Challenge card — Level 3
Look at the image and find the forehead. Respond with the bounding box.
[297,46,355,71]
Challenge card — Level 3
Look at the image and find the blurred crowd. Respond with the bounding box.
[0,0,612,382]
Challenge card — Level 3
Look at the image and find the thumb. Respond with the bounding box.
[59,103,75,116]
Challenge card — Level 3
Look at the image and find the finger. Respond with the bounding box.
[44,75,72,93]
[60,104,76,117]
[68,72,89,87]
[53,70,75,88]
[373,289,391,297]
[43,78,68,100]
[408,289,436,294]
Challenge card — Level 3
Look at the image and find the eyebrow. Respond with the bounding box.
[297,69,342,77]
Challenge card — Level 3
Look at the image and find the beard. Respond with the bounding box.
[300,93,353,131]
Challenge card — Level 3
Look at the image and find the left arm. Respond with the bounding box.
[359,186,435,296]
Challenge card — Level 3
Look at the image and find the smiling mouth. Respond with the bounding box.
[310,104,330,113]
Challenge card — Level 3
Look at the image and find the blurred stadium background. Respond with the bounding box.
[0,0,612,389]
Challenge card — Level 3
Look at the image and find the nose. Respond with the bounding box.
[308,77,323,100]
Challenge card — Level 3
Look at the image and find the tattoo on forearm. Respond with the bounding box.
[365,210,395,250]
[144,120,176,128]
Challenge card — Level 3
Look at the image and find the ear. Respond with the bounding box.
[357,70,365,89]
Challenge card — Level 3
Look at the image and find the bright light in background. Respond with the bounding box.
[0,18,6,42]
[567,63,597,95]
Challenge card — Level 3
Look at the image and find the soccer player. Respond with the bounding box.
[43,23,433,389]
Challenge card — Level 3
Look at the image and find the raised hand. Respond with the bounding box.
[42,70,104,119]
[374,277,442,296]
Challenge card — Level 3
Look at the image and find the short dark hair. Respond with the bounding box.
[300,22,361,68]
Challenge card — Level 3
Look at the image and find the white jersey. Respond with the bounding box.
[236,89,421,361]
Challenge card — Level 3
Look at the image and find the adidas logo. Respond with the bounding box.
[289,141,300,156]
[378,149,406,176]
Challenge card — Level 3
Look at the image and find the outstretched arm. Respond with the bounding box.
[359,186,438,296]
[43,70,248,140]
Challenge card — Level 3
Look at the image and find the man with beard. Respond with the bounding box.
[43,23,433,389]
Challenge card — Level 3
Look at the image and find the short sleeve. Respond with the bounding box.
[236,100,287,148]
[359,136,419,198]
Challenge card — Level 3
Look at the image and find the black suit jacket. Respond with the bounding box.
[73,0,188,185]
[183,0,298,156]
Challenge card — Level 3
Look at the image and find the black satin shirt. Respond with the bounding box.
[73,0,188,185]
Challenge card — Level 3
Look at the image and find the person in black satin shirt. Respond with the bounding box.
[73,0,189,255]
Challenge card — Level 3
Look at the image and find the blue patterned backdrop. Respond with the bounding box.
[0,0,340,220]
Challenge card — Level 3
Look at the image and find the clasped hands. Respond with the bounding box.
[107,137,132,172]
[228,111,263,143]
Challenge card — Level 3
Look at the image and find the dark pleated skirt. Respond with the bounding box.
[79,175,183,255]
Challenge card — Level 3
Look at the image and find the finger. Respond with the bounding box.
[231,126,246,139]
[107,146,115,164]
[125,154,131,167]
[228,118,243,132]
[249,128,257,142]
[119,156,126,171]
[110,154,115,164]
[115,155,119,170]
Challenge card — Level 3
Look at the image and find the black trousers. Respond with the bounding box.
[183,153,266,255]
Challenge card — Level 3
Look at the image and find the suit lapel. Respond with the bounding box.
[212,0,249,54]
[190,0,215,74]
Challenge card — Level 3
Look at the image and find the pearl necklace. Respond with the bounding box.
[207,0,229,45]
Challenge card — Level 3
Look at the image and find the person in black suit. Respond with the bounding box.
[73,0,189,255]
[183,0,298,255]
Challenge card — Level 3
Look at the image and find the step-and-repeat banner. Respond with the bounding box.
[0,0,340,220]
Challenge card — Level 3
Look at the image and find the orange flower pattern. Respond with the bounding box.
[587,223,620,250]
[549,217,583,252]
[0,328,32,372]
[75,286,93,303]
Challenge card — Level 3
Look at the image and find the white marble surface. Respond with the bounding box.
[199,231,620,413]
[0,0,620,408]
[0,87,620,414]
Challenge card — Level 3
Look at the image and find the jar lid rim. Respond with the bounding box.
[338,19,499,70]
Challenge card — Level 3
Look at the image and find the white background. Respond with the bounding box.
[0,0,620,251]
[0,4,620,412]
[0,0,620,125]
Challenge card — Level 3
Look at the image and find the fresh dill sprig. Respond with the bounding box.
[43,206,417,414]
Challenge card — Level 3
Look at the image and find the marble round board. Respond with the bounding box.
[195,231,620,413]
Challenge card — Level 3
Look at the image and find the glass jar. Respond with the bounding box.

> _What is required_
Identify every line in the rows above that contains the word "white", and copy each of those lines. Treat case as significant.

> _Task output_
Look at the image and find the white jersey. Respond with the bounding box.
Look at the image and find the white marble surface. Respond with the bounding box.
Look at the image and find the white background. Respond with the bounding box.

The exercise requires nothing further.